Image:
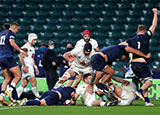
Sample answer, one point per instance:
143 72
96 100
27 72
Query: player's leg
33 82
68 74
17 76
51 77
7 79
20 89
78 79
109 71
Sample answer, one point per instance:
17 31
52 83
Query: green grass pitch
137 108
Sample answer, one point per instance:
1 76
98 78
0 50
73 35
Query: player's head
141 29
43 47
69 47
87 48
14 27
86 77
86 35
51 44
32 38
6 26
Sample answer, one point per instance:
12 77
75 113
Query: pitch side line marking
5 108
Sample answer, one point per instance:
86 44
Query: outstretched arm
137 52
154 22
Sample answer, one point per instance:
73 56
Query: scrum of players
90 64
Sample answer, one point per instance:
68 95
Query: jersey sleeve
148 34
24 46
75 51
78 90
95 44
12 36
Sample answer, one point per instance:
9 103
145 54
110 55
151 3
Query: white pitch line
5 108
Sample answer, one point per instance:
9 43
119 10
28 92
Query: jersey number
2 40
139 45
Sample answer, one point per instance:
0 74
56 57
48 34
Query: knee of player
7 80
43 102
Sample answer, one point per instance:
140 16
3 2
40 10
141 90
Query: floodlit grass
137 108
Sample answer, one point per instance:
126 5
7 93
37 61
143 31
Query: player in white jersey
87 38
124 93
28 66
80 63
88 93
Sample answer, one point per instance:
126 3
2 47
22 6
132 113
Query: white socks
19 90
102 104
35 91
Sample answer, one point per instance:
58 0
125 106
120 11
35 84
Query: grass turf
137 108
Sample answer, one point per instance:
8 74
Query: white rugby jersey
81 89
81 42
81 60
29 60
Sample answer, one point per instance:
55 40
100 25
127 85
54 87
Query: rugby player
140 65
101 61
80 64
7 62
28 66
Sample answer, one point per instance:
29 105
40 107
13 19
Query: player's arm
137 52
75 97
15 46
154 22
120 80
21 58
36 68
96 49
67 55
123 43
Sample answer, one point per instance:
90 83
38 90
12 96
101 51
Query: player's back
114 52
6 50
29 60
140 42
92 41
65 92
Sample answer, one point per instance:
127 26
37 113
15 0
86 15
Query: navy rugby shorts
141 70
7 63
50 97
97 62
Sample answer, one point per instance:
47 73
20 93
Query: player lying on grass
80 64
101 61
88 92
51 97
125 93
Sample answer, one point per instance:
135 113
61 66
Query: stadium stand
110 21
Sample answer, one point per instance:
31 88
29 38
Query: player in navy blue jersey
102 61
7 62
140 65
55 96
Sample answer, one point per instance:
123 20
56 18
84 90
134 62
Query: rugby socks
11 87
147 99
102 104
140 90
20 90
35 91
33 102
14 94
2 93
102 86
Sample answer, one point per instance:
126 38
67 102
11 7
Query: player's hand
148 55
54 63
25 53
154 10
25 69
37 71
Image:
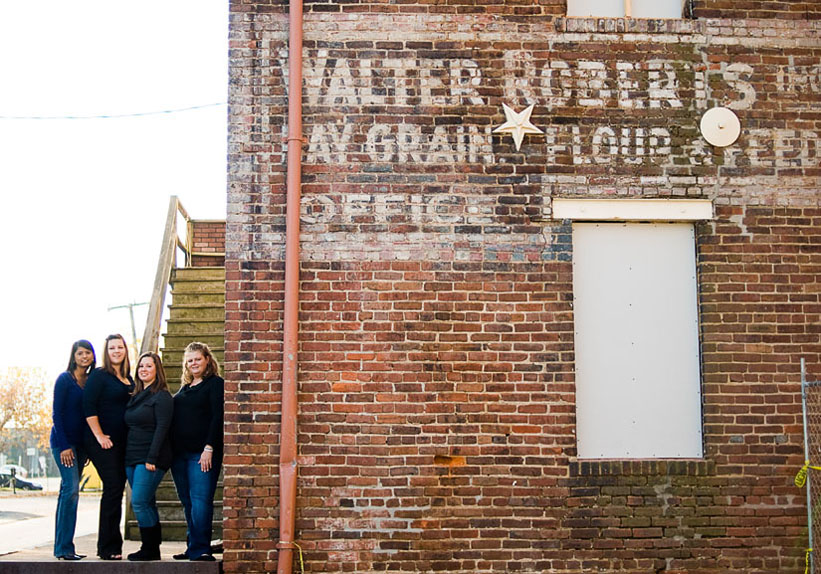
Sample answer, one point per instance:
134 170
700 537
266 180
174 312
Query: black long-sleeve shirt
198 416
106 397
148 417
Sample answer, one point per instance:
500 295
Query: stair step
194 326
216 297
212 312
197 287
210 339
198 273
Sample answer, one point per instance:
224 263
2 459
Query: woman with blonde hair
105 396
196 436
148 450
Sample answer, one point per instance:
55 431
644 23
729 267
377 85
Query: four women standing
129 429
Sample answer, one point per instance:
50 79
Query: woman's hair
212 368
125 367
72 362
159 383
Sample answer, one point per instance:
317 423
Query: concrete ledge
111 567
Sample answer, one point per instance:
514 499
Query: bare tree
25 404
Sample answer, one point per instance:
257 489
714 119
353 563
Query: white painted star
517 124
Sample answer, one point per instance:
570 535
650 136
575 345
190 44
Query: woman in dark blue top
105 397
67 444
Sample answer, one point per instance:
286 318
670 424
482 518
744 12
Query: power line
114 116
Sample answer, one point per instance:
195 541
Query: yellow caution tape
801 477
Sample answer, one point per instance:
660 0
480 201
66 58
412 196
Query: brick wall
208 237
437 399
729 9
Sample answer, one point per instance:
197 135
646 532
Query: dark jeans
196 489
144 485
67 500
110 465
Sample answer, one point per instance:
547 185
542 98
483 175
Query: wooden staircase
196 313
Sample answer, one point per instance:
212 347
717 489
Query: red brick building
442 424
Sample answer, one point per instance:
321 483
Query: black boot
150 548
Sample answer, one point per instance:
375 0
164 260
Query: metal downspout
288 445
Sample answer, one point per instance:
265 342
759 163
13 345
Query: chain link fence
811 472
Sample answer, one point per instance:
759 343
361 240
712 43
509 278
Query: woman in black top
148 450
105 397
196 435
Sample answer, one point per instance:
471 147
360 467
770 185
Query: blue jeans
67 500
144 485
196 489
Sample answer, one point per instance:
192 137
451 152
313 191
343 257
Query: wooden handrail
168 260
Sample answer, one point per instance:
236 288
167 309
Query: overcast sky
83 201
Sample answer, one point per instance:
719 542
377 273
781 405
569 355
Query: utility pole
130 307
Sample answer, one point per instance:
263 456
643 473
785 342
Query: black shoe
150 548
71 557
204 558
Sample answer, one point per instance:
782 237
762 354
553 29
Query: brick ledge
642 467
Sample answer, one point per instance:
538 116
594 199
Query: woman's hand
104 440
67 458
205 460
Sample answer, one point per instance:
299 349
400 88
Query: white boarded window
625 8
638 391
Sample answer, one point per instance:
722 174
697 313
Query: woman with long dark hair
67 444
196 435
105 397
148 450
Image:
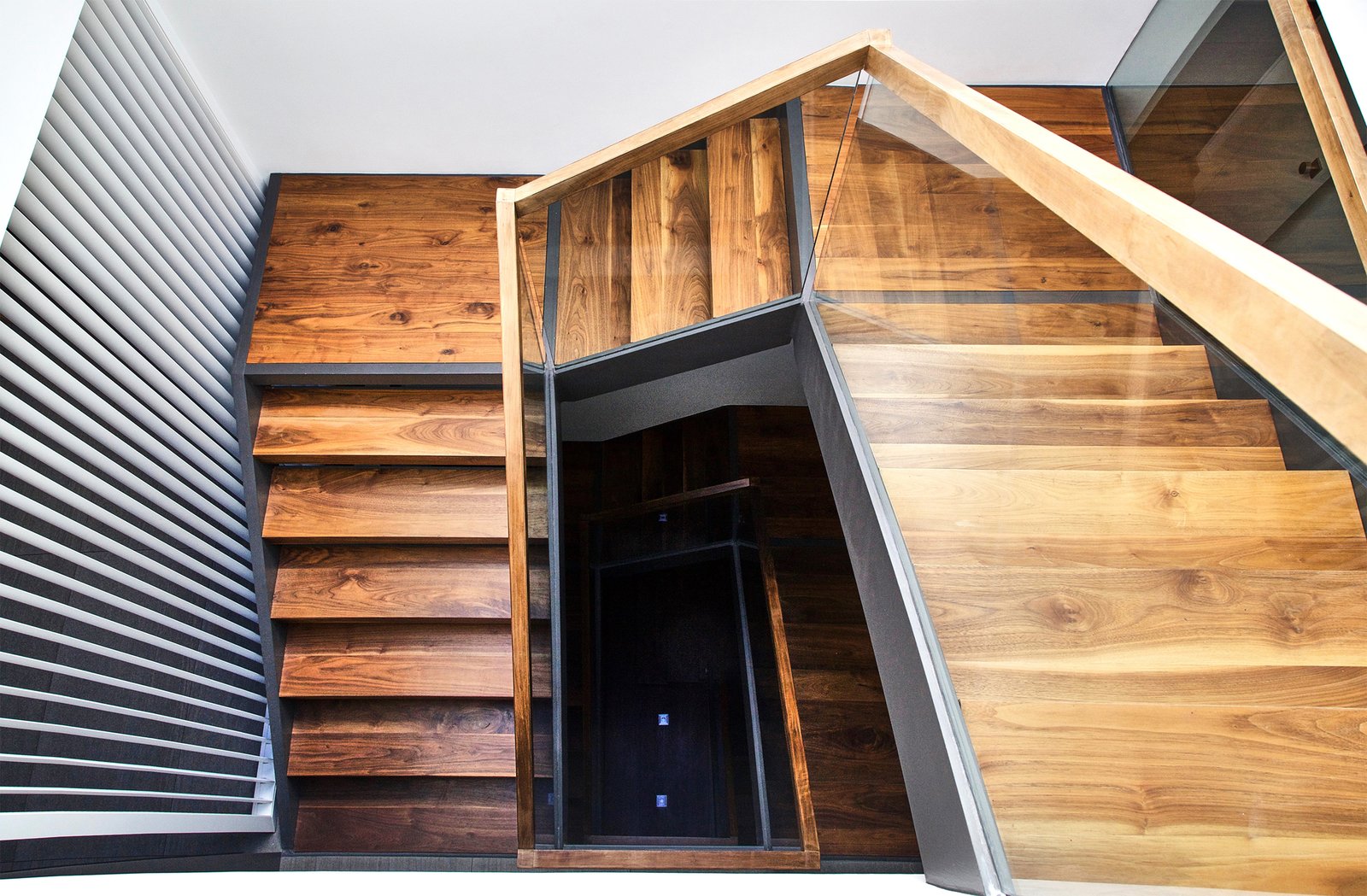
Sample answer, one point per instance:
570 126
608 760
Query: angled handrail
1305 337
1329 112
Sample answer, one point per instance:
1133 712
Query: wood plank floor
912 211
1154 629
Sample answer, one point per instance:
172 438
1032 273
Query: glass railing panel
1143 567
1213 115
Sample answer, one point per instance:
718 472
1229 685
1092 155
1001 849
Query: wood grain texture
594 299
380 268
1027 372
1329 111
378 504
409 814
1234 289
1159 424
402 738
672 859
1134 504
672 268
749 250
918 212
988 324
403 660
410 583
950 456
405 426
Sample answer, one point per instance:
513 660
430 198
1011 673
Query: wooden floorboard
405 660
380 269
1027 372
991 324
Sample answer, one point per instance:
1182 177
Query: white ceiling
524 86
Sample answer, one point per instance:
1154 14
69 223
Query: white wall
530 85
34 36
1346 22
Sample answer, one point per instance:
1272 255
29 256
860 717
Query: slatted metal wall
132 697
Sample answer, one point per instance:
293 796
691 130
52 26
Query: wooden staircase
394 589
1129 586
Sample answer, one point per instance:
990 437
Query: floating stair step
400 583
1107 619
948 456
407 814
1129 506
402 738
1120 552
1027 372
366 504
402 426
1150 424
991 324
407 660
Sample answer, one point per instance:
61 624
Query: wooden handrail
1329 112
781 85
1307 337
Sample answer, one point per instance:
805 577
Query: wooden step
1129 506
409 583
407 660
414 426
1152 424
407 814
402 738
748 219
991 324
1027 372
672 269
1065 619
366 504
948 456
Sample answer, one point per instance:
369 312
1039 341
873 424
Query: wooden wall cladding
677 241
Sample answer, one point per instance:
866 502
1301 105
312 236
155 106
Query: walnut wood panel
1027 372
748 218
405 660
1159 424
672 859
380 269
594 298
364 504
918 212
419 426
409 814
990 324
670 245
396 583
1136 504
1145 619
781 85
1176 777
949 456
402 738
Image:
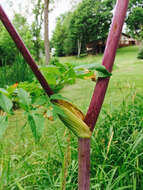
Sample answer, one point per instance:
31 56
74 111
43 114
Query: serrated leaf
24 97
57 97
3 125
2 90
19 186
94 66
41 100
36 123
5 103
56 111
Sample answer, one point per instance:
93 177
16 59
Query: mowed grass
116 153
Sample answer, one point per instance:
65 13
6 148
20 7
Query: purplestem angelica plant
99 92
24 51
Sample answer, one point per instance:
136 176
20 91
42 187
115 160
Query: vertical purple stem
99 93
24 51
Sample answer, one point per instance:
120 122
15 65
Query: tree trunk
46 32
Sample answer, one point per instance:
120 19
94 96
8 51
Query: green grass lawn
43 166
127 77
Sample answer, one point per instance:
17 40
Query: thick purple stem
24 51
99 93
108 60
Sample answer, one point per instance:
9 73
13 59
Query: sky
60 7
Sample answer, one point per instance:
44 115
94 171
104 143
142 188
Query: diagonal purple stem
24 51
99 93
108 60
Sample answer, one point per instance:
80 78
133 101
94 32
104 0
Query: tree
89 22
46 31
8 50
135 23
36 28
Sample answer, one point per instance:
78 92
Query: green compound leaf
102 71
3 125
5 103
36 123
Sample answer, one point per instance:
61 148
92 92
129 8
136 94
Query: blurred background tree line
88 21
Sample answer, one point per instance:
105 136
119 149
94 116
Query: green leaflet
102 71
36 123
3 125
5 103
24 97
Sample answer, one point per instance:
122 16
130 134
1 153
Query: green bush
140 54
19 71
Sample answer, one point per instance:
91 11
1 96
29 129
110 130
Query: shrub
140 54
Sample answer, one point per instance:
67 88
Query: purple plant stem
99 93
24 51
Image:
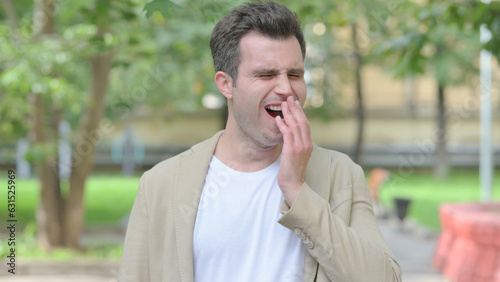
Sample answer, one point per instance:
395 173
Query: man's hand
297 149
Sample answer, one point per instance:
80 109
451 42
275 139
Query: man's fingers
300 122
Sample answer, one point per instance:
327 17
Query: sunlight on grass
428 193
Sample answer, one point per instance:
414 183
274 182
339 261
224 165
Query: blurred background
95 92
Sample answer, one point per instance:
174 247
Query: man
258 201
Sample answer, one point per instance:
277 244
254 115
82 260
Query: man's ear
225 84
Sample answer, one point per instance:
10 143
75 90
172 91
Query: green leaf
165 7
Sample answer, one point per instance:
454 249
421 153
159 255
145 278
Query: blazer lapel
318 178
190 179
189 185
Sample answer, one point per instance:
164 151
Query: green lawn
108 199
427 193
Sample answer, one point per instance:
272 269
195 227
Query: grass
427 193
109 198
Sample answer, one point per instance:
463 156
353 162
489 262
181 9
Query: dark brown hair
267 18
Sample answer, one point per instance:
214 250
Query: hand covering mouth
274 111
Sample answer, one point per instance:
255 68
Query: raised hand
297 149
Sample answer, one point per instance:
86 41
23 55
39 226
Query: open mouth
274 111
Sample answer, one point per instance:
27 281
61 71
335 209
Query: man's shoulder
170 165
334 156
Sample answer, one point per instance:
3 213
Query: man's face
270 70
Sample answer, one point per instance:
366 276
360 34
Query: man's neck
242 154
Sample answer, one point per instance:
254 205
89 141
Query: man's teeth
274 108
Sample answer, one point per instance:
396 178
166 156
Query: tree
52 53
42 53
426 40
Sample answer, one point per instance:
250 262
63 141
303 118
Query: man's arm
352 251
135 259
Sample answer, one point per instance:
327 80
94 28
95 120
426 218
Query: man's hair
267 18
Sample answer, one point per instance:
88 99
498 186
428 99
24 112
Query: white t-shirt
236 236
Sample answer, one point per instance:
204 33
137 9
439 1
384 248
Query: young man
258 201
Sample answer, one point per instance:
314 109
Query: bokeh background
95 92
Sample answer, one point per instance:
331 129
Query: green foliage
108 200
165 7
28 248
426 39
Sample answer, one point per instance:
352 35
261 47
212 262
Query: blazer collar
190 178
189 183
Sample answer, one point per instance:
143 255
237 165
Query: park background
105 89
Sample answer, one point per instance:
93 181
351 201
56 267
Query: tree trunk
441 166
11 13
60 221
48 213
360 112
49 216
83 156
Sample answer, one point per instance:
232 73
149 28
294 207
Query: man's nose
283 86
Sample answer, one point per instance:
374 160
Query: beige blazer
332 215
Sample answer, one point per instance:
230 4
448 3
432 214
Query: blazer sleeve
134 265
346 251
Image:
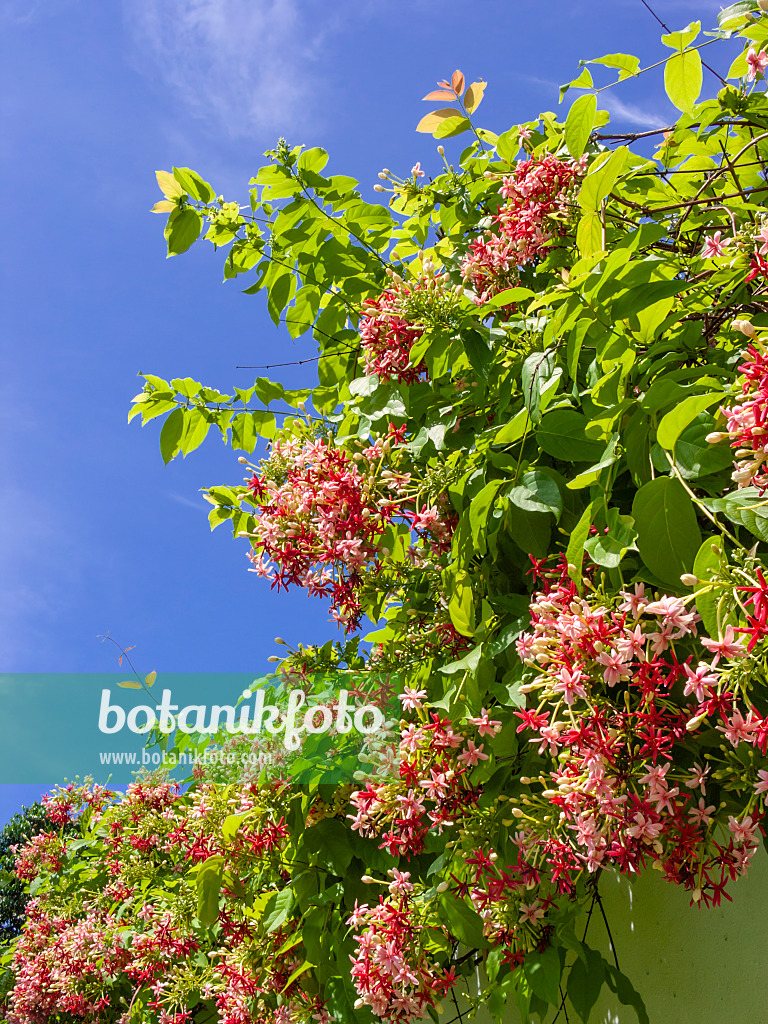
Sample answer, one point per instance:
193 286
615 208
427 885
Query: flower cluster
393 322
619 691
391 970
79 954
322 514
433 790
534 215
748 420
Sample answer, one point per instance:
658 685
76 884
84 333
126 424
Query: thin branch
717 75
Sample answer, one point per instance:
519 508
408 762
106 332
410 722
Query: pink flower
701 815
485 726
757 62
737 729
569 684
743 830
472 755
615 667
531 912
697 778
411 698
727 646
401 882
713 246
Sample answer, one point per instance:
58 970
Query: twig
717 75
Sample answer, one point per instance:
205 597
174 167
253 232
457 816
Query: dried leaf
474 95
430 121
169 185
439 94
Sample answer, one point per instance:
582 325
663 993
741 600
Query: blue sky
96 534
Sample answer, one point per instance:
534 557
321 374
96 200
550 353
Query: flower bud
745 328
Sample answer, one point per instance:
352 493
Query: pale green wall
690 966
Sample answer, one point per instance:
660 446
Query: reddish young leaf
439 94
430 121
474 96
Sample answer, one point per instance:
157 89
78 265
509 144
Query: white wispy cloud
631 114
244 65
199 505
23 12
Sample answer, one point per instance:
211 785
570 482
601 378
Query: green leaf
461 605
194 184
530 530
563 434
683 79
574 551
463 922
197 425
537 493
585 982
579 124
626 992
543 971
278 910
591 475
668 534
679 40
626 64
600 180
707 562
590 233
674 423
170 435
182 229
312 160
209 889
745 507
479 510
608 548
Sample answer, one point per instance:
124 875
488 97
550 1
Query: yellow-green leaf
430 121
739 68
683 79
474 96
169 185
579 123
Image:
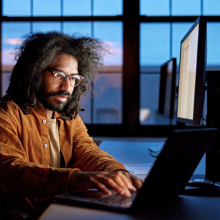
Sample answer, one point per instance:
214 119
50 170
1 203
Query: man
45 149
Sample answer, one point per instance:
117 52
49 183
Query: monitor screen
192 74
167 88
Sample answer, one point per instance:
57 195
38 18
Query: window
153 34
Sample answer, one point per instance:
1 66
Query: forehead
64 61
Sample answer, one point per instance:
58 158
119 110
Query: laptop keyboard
116 198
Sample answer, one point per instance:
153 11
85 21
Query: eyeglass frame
54 72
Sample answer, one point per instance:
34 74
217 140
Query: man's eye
59 75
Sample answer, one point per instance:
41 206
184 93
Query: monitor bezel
162 90
200 72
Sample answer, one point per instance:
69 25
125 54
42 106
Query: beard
44 96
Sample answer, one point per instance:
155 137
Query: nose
65 86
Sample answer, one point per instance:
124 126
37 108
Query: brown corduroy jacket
25 156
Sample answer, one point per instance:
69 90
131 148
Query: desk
183 207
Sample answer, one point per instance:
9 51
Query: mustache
67 94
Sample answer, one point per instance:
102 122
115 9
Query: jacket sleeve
18 176
88 157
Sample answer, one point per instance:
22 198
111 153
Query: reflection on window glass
149 99
211 7
111 34
179 31
155 7
46 26
12 33
46 8
213 44
85 103
107 7
186 7
78 28
108 99
77 7
154 43
16 8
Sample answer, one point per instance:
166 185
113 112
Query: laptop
167 178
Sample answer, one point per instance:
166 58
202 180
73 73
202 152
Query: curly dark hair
38 51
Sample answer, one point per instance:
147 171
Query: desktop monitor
167 88
192 74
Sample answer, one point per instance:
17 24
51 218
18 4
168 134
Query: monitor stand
213 121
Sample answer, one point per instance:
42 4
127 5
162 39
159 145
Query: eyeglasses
60 76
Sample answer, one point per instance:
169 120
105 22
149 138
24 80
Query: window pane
108 99
79 28
107 7
179 31
213 44
16 8
186 7
211 7
12 33
77 7
155 7
46 8
5 82
111 34
46 26
154 43
149 99
85 103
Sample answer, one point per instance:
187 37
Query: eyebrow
56 69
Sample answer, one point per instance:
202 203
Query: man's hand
121 182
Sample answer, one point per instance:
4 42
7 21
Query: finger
137 182
104 180
122 181
130 183
101 187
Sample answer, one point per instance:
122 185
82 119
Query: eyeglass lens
60 77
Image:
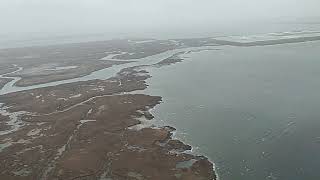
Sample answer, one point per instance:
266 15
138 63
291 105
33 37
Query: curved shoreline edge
40 110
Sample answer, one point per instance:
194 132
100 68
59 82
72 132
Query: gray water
253 111
102 74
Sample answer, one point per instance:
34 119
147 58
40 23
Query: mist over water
41 22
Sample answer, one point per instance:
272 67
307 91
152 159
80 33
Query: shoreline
155 144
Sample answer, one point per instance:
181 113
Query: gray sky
124 16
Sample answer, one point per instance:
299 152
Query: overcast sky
92 16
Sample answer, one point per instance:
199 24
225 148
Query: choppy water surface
254 111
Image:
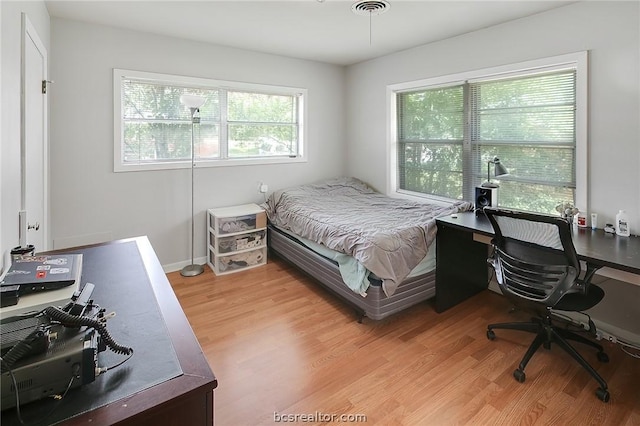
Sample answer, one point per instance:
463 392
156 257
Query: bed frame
376 305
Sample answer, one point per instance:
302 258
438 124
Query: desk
152 396
461 255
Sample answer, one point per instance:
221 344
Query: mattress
388 236
376 304
354 274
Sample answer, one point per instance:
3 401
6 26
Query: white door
34 137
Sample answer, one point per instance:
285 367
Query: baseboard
173 267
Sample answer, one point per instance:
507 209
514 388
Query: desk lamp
498 171
194 103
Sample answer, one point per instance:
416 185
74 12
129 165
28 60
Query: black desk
461 255
168 381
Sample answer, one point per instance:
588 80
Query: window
239 123
532 116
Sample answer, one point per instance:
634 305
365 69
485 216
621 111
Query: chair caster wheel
519 375
603 395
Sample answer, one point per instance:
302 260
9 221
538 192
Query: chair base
546 333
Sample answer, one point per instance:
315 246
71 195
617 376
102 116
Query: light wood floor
◇ ◇ ◇ ◇ ◇
> [What the task asks]: Show every line of the material that contains the word "yellow", copying each such line in full; case counts.

> [Task response]:
Query: yellow caution tape
Query: yellow-green leaf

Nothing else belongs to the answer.